Object point labels
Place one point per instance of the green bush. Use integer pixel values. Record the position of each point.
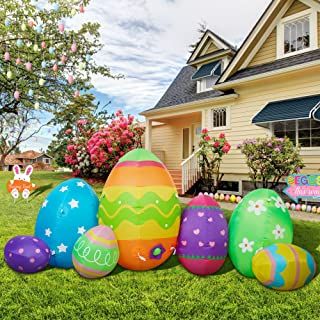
(270, 159)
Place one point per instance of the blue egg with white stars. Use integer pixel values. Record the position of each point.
(66, 214)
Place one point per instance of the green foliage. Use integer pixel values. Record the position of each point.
(270, 159)
(210, 157)
(27, 29)
(82, 107)
(169, 292)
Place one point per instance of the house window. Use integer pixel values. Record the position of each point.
(219, 118)
(304, 132)
(207, 84)
(297, 33)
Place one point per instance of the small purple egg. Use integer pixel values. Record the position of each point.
(26, 254)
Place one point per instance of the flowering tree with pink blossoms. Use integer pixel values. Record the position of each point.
(210, 156)
(92, 153)
(270, 159)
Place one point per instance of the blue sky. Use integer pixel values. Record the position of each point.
(147, 41)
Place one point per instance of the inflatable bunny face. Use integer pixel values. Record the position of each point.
(22, 176)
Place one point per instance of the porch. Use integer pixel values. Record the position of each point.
(175, 139)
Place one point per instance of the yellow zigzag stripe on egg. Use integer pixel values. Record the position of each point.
(148, 231)
(155, 216)
(163, 192)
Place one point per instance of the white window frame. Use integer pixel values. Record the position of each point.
(297, 135)
(228, 119)
(313, 16)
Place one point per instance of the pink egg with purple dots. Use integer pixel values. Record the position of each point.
(203, 239)
(26, 254)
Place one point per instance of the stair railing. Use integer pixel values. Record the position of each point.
(190, 171)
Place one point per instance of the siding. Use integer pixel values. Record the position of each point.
(267, 52)
(167, 139)
(252, 100)
(296, 7)
(212, 48)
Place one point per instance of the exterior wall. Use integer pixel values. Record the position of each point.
(268, 52)
(167, 139)
(210, 49)
(296, 7)
(251, 100)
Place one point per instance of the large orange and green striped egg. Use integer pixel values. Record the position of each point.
(283, 266)
(139, 202)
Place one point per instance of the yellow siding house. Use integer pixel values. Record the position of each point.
(270, 85)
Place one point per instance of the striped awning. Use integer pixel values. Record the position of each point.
(286, 110)
(207, 70)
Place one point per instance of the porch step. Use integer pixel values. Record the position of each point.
(176, 175)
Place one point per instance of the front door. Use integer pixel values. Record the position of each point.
(196, 128)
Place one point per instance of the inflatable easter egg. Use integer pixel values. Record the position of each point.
(283, 267)
(26, 254)
(203, 239)
(261, 219)
(96, 253)
(67, 213)
(139, 202)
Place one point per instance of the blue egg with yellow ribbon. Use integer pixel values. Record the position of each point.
(66, 214)
(283, 266)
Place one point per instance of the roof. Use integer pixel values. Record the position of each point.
(276, 65)
(11, 160)
(216, 38)
(291, 109)
(183, 90)
(30, 154)
(208, 70)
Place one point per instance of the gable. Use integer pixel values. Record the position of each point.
(268, 51)
(265, 43)
(296, 7)
(210, 47)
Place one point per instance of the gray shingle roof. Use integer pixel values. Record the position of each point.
(276, 65)
(183, 90)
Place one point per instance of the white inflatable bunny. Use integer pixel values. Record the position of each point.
(21, 182)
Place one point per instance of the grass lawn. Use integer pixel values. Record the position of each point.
(169, 292)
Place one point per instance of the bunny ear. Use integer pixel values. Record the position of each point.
(29, 171)
(16, 169)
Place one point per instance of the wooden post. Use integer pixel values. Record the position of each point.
(148, 134)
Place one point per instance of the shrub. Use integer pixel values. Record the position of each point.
(93, 153)
(270, 159)
(210, 157)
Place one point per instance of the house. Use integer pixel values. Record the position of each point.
(41, 161)
(270, 85)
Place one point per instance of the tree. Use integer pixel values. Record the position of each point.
(202, 28)
(83, 108)
(43, 65)
(270, 159)
(15, 129)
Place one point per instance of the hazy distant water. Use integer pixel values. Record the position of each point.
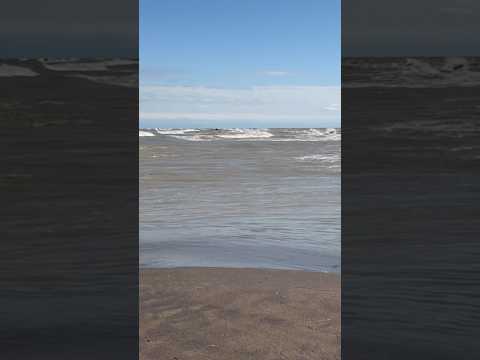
(240, 198)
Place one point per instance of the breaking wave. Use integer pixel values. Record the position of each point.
(236, 134)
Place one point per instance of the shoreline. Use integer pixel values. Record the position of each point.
(239, 313)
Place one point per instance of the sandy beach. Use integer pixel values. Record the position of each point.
(238, 314)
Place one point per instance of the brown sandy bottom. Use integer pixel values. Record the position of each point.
(241, 314)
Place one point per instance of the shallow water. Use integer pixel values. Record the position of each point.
(267, 198)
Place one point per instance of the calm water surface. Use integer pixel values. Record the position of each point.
(240, 198)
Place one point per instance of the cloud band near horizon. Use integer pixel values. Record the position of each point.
(315, 106)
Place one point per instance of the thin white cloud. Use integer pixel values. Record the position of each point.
(263, 103)
(276, 73)
(332, 107)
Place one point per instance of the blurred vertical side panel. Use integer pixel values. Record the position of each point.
(69, 179)
(410, 180)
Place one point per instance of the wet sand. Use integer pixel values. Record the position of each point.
(238, 314)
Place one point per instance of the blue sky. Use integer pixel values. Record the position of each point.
(251, 63)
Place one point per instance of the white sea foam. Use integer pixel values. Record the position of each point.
(246, 134)
(330, 158)
(329, 134)
(236, 134)
(175, 131)
(12, 70)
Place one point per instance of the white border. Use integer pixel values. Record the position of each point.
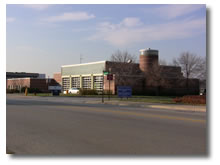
(214, 111)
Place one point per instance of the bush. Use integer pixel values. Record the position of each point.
(12, 91)
(88, 92)
(31, 90)
(191, 99)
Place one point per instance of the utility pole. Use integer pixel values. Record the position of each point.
(109, 84)
(80, 59)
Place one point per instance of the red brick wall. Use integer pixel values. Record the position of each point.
(112, 84)
(24, 82)
(57, 77)
(147, 61)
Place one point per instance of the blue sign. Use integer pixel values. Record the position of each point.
(124, 91)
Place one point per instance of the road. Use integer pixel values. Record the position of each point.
(44, 125)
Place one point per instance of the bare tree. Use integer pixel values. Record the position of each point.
(123, 56)
(156, 78)
(123, 66)
(193, 66)
(162, 62)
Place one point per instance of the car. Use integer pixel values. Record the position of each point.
(73, 90)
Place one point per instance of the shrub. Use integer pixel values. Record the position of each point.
(88, 92)
(12, 91)
(31, 90)
(191, 99)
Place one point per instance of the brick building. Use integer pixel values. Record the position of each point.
(145, 77)
(57, 77)
(39, 83)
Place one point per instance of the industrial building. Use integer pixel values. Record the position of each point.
(145, 77)
(10, 75)
(35, 83)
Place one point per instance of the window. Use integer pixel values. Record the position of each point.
(86, 82)
(66, 83)
(98, 83)
(76, 82)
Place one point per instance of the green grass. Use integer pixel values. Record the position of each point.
(134, 98)
(40, 94)
(149, 99)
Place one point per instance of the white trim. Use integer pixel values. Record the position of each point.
(99, 74)
(20, 78)
(86, 75)
(83, 64)
(75, 75)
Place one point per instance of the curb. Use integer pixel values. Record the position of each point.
(186, 108)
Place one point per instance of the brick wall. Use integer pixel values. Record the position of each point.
(57, 77)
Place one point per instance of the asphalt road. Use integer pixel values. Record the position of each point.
(41, 125)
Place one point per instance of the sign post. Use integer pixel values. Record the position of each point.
(104, 73)
(124, 91)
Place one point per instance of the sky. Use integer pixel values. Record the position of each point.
(42, 38)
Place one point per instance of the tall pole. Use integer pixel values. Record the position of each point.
(80, 59)
(103, 88)
(109, 84)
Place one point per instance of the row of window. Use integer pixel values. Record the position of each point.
(86, 82)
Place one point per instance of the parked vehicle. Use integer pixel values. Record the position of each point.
(72, 91)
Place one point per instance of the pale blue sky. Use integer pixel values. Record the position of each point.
(41, 38)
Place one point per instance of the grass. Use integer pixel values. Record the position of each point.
(134, 98)
(149, 99)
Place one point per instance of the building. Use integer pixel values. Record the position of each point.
(10, 75)
(38, 83)
(57, 77)
(145, 77)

:: AIM ::
Copy out every line of these records word for word, leaving out the pictures.

:: SOLUTION TO THE EXERCISE ::
Place one point per instance of the green bush. Use integer pixel values. Record the position of each point.
(270, 159)
Place one point per instance of the blue egg with white stars. Use integer pixel values. Record the position of each point.
(66, 214)
Place one point per instance of the green foliage. Use integer pixel values. Record the position of each point.
(270, 159)
(210, 157)
(27, 29)
(82, 107)
(169, 292)
Place one point per instance of the house window. Use integer pixel values. Record the position of each point.
(219, 118)
(304, 132)
(207, 84)
(297, 33)
Place one point per instance of the small purple egg. Use integer pixel values. Record the position of each point.
(26, 254)
Place one point per instance of the flowering tree with pink blossoms. Use integer pixel values. Record the position of each point.
(210, 156)
(92, 153)
(270, 159)
Place one point per instance of the blue sky. Use integer pixel values. Record the position of each point.
(147, 41)
Place one point per instance of the inflatable bunny face. Use integer pixel values. Record the position of each point.
(22, 176)
Place one point per instance of the porch. Use integer pixel values. Record the position of each point.
(175, 139)
Place one point per instance of the yellow zigzag stripe on egg. Use integer pixel values. Record the position of each point.
(148, 231)
(155, 216)
(163, 192)
Place one point per instance of the white window frame. Use integer pixel values. Record the position of each point.
(297, 135)
(228, 119)
(313, 16)
Place one point per instance of the pink egg with purple dots. Use integer pixel values. Record the position of each point.
(203, 239)
(26, 254)
Place one point per instance of the stair railing. Use integer pixel values. Record the position of each point.
(190, 171)
Place one point per instance of the siding. Use integer pixel values. Record the position of each point.
(267, 52)
(167, 139)
(252, 100)
(296, 7)
(212, 48)
Place one point per instance of the exterior wall. Use integer pixel values. Record the position of each point.
(268, 52)
(167, 139)
(210, 49)
(296, 7)
(251, 100)
Place one point per instance of the large orange and green striped egg. Use integer pixel values. Record the position of each point.
(283, 266)
(139, 202)
Place one point per instance of the yellow siding house. Use integer pixel values. Record the position of each point.
(270, 85)
Place one point per instance of the striped awning. Use integer pixel values. Record the position of each point.
(286, 110)
(207, 70)
Place one point per instance of the porch step. Use integer pixel values. Record the position of each point.
(176, 175)
Place one point per instance of the front door. Use integer pixel values. Record the position of each point.
(196, 128)
Place one point per instance of the inflatable easter egg. Use integer pixel values. Record the position of each point.
(283, 267)
(26, 254)
(203, 239)
(261, 219)
(96, 253)
(67, 213)
(139, 202)
Place one point per instance of the blue egg with yellow ribbon. Use integer pixel values. Record the position of each point.
(66, 214)
(283, 266)
Place one point per instance of the roof. Use integer pixel values. Record the position of each point.
(276, 65)
(11, 160)
(216, 38)
(291, 109)
(183, 90)
(30, 154)
(208, 70)
Place one point per instance of the gable. Use integer pixel values. Record the position of each point.
(268, 51)
(265, 43)
(296, 7)
(210, 47)
Place one point per instance of the gray shingle roof. Use integer pixel values. Record the position of each point.
(276, 65)
(183, 90)
Place one point per instance of the white inflatable bunny. Use integer pixel values. Record the position of each point.
(21, 182)
Place one point per instance of the grass lawn. Use integer pixel values. Record the position of each point.
(169, 292)
Place one point per instance of the bunny ear. Use integer pixel values. Record the position of each point.
(29, 171)
(16, 169)
Place one point per instance of the wooden post. Use integer pixel values. Record the position of each point.
(148, 134)
Place one point per instance of the shrub. Use integer pixel values. Record the position of each point.
(93, 153)
(270, 159)
(210, 157)
Place one point per instance of the house. Use integer pixel values. Record the position of each point.
(41, 161)
(270, 85)
Place one point per instance of the tree. Use integer pixel values. Record the position of each point.
(202, 28)
(83, 108)
(43, 65)
(270, 159)
(15, 129)
Place one point per instance of the hazy distant water. Use integer pixel values. Record the position of each point.
(240, 198)
Place one point per instance of the breaking wave. Use integer pixel values. Record the position of each point.
(236, 134)
Place one point per instance of the shoreline. Use integer pixel values. Record the position of each point.
(239, 313)
Place one point per instance of the sandy beach. Use integer pixel values. Record the position of each point.
(238, 314)
Place one point per instance of the brown sandy bottom. Use integer pixel values. Record the position of each point.
(241, 314)
Place one point per instance of the shallow water. Use integer pixel values. Record the position of each point.
(267, 198)
Place one point per instance of the calm water surface. Use integer pixel values. Record the position of each point.
(240, 198)
Place one point per instance of the cloud band near horizon. Use integer pixel values. Record the position of each point.
(315, 106)
Place one point per instance of the thin white cloud. Use integer pixel values. Record the position of each point.
(263, 103)
(276, 73)
(332, 107)
Place one point per instance of the blurred vertical side panel. Use integer pixel values. Record the position of each point.
(69, 179)
(410, 180)
Place one point per instance of the wet sand. Use integer pixel values. Record the position of each point.
(238, 314)
Place one point per instance of the blue sky. Use integer pixel values. Record the position of each point.
(251, 63)
Place one point per instance of the white sea foam. Use integer pixel values. Record the position of each point.
(246, 134)
(330, 158)
(329, 134)
(236, 134)
(175, 131)
(12, 70)
Place one point per instance of the white border. Use integer pixel values. Record the position of each point.
(214, 111)
Place one point per instance of the bush. Use integer pixel values. Record the position of each point.
(12, 91)
(88, 92)
(31, 90)
(191, 99)
Place one point per instance of the utility pole. Use integer pixel values. Record the position of each point.
(109, 84)
(80, 59)
Place one point per instance of the red brick wall. Use integer pixel values. Record the position of each point.
(112, 84)
(24, 82)
(57, 77)
(147, 61)
Place one point per instance of the blue sign. Use integer pixel values. Record the position of each point.
(124, 91)
Place one point per instance of the road. Use integer pixel values. Record the position of each point.
(44, 125)
Place one point per instance of the bare tree. Use integer pixel values. Record the position of each point.
(123, 56)
(156, 78)
(123, 66)
(193, 66)
(162, 62)
Place one point per instance of the car. Use integer pixel values. Record the position of each point.
(73, 90)
Place one point per instance of the shrub. Use integer pixel values. Record the position of each point.
(88, 92)
(12, 91)
(31, 90)
(191, 99)
Place one point per instance of the brick building. Use integer pixel values. Record the position of each point.
(145, 77)
(57, 77)
(39, 83)
Place one point per instance of the industrial building. Use integer pixel values. Record the position of each point.
(145, 77)
(10, 75)
(35, 83)
Place one point per instance of the window. Use integer pixel values. Record the position of each point.
(86, 82)
(66, 83)
(98, 83)
(76, 82)
Place one point per instance of the green grass. Use integer pixel values. Record the position of each point.
(134, 98)
(40, 94)
(149, 99)
Place one point per instance of the white trim. Use integer pixel values. Record the position of each point.
(99, 74)
(20, 78)
(86, 75)
(83, 64)
(75, 75)
Place one point per instance of the curb. Use integer pixel values. Record the position of each point.
(186, 108)
Place one point per instance of the brick wall. Use integer pixel values. Record the position of each point.
(57, 77)
Place one point per instance of the asphalt road. Use integer pixel values. Record the position of each point.
(41, 125)
Place one point per instance of the sign post. Use integer pixel values. Record the position of each point.
(104, 73)
(124, 91)
Place one point per instance of the sky. Use integer pixel values. Record the position of each point.
(42, 38)
Place one point per instance of the tall pole. Use integer pixel values. Record the position of each point.
(80, 59)
(103, 88)
(109, 84)
Place one point per instance of the row of window. Use integer pixel values. Record the position of each point.
(86, 82)
Place one point per instance of the parked vehicle. Use integer pixel values. Record the position of each point.
(72, 91)
Place one point per instance of the pale blue sky. Use integer pixel values. Record the position of each point.
(41, 38)
Place one point per instance of the grass. Use integer pixel values. Record the position of each point.
(134, 98)
(149, 99)
Place one point per instance of the building. Use integer pixel values. Record the position of each point.
(10, 75)
(38, 83)
(57, 77)
(145, 77)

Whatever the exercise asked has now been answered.